**Work instruction**
Where the word "green" occurs in a line of the listing below, copy that line.

**Material to process**
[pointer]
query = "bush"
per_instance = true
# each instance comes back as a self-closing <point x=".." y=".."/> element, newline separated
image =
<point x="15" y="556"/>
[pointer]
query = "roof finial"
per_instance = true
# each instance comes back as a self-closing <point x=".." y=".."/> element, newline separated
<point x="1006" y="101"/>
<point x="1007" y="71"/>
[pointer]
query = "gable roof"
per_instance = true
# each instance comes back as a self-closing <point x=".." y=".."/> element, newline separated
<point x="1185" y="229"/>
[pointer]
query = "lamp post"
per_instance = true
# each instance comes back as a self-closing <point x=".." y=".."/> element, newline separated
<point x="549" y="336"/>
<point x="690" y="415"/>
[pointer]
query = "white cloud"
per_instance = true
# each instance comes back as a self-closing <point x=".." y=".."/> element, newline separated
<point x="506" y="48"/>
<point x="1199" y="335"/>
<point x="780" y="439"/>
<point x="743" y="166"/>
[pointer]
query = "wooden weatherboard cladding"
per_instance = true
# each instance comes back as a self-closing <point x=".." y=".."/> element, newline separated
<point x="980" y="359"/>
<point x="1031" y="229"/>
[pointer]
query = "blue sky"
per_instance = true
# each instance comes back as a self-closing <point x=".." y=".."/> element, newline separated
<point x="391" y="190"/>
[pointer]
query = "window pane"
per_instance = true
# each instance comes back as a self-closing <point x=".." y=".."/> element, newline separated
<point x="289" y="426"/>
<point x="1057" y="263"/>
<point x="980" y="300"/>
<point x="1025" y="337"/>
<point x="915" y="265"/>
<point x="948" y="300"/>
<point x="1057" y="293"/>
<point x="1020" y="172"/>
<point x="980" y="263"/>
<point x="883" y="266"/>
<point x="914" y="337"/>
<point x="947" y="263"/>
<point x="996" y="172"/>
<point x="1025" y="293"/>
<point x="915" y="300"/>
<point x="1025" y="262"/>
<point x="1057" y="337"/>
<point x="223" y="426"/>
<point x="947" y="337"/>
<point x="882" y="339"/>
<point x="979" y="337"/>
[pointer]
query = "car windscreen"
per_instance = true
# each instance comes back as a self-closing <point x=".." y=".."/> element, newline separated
* * *
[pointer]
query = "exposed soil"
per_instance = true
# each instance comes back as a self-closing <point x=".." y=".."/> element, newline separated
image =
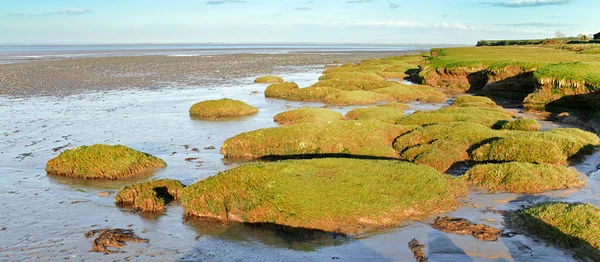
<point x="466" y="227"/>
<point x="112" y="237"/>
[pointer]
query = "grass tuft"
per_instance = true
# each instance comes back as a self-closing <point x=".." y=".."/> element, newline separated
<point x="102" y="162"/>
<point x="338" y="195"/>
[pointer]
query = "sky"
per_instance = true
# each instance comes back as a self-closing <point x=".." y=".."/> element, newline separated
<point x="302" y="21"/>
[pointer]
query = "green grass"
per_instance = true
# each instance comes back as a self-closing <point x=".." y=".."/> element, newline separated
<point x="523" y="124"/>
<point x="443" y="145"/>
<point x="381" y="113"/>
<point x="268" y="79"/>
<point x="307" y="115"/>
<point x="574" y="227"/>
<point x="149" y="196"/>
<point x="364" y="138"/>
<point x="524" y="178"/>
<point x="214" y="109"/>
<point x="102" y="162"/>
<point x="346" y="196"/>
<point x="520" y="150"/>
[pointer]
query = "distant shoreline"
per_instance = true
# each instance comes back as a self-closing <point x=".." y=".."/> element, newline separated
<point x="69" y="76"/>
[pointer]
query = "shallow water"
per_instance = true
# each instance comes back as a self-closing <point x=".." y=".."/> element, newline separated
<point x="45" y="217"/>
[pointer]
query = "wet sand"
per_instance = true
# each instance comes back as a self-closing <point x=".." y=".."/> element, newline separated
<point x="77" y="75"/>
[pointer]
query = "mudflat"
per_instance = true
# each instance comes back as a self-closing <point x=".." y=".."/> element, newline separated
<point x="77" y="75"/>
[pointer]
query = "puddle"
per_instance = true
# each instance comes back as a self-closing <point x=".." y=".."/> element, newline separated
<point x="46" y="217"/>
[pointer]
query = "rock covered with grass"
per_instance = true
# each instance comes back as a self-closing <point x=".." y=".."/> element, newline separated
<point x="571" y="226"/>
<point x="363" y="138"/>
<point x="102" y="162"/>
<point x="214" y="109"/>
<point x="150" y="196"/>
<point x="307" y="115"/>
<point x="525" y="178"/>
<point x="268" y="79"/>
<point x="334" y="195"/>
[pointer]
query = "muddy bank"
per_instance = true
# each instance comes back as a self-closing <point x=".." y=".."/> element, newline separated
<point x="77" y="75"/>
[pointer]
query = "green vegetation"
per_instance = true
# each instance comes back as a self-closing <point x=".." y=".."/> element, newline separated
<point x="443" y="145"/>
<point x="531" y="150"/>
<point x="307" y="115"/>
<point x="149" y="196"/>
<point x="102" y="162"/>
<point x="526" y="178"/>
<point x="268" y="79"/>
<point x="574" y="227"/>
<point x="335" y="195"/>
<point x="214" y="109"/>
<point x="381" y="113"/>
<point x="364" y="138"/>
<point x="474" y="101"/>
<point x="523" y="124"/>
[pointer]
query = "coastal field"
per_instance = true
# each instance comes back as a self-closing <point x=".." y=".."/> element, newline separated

**Response to the task**
query = "green grass"
query = "green vegetation"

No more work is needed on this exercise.